─── Data supplied
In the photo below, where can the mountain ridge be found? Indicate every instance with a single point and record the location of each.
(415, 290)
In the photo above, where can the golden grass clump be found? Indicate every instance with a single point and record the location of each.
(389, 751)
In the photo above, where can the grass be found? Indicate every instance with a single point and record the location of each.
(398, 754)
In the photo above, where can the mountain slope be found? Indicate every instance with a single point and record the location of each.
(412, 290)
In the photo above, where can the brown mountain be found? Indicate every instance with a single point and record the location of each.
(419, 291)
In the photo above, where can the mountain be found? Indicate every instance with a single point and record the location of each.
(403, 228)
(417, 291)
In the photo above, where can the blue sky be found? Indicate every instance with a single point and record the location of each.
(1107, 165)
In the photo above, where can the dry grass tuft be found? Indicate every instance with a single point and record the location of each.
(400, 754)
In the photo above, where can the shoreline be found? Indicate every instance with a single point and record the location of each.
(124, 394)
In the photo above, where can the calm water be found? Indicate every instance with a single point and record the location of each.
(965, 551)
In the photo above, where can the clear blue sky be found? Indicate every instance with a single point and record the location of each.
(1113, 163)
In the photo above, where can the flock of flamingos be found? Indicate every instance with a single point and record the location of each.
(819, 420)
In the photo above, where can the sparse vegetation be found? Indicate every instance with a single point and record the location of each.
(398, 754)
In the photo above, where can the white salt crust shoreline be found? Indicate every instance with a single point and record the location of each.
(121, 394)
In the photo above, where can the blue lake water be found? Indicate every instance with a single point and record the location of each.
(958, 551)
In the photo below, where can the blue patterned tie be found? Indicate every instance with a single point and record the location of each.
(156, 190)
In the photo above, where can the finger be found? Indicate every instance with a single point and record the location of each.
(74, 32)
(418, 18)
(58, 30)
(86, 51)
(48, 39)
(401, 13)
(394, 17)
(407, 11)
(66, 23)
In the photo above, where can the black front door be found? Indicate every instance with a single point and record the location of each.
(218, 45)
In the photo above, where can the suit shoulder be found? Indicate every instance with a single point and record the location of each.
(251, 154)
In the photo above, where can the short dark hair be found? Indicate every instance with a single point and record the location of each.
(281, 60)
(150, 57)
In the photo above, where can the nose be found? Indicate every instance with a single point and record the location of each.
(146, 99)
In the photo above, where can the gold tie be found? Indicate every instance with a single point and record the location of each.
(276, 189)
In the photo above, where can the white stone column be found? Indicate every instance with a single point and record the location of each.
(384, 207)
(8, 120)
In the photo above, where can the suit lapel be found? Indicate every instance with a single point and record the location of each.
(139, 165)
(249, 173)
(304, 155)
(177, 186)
──────
Go through the records above and retype each one exactly.

In the photo below, where can the mountain ridge be found? Indicate every instance with a single point and record the location of each.
(415, 290)
In the photo above, where can the golden grass clump be found? Indicate every instance with a single point and record the location of each.
(389, 751)
In the photo above, where can the grass be found? Indicate every instance with a single point and record the location of each.
(398, 754)
In the photo above, where can the mountain slope be found? Indicate every instance with a single point and record the location of each.
(412, 290)
In the photo above, where can the brown mountain be found? Indicate every instance with a single point and record the location of each.
(419, 291)
In the photo above, where can the mountain be found? Indicate every instance with a single point and record the location of each.
(403, 228)
(417, 291)
In the photo above, where can the blue sky be found? Indicate every instance with a single point and record the location of each.
(1107, 165)
In the photo above, where can the dry grass tuft be found? Indicate every instance with a single point and record the location of each.
(400, 754)
In the photo above, where can the shoreline be found? Indicate every instance with a single point and record the location of each.
(124, 394)
In the photo above, where can the calm water be found? Indicate every instance with a single point and record the location of each.
(965, 551)
In the photo above, where can the clear blue sky be found? Indicate every instance with a single point and record the location of each.
(1113, 163)
In the photo above, where can the flock of flamingos be found? Indicate every instance with a single point and record the location of each.
(819, 420)
In the photo above, where can the sparse vegetation be found? Indicate every instance with a single point and record the location of each.
(398, 754)
In the photo above, where can the white salt crust shoreline be found? Indicate every instance with a single point and record the location of each.
(121, 394)
In the photo above, where can the blue lake water be found? Indicate every instance with a single point and record the location of each.
(958, 551)
In the photo below, where can the blue patterned tie be found? Indicate every instance with a single point and record the location of each.
(156, 190)
In the photo above, where can the finger be found? Indicate every instance with a single point and record the location of each.
(74, 32)
(418, 18)
(58, 30)
(86, 51)
(48, 39)
(401, 13)
(394, 17)
(407, 11)
(66, 23)
In the photo above, where can the black front door be found? Indicate every instance with a single point and record the location of each.
(218, 45)
In the photo above, where can the suit shoulder be found? Indicate every instance with a single point and record the location of each.
(251, 154)
In the photo above, where can the short dark hair be found? Indicate every instance with a single point and record the location of each.
(281, 60)
(150, 57)
In the photo above, where can the nose be found? Indicate every instance with a single point and record the location of each.
(146, 99)
In the photo above, where can the gold tie be found? Indicate every instance with a single point and record the location of each.
(276, 189)
In the photo above, where can the white stone column be found? Indicate every instance with a single point and record the location of each.
(384, 207)
(8, 120)
In the photo above, where can the suit lapel be found? Indicate every instance with a single point and record the location of each.
(139, 165)
(249, 173)
(304, 155)
(177, 186)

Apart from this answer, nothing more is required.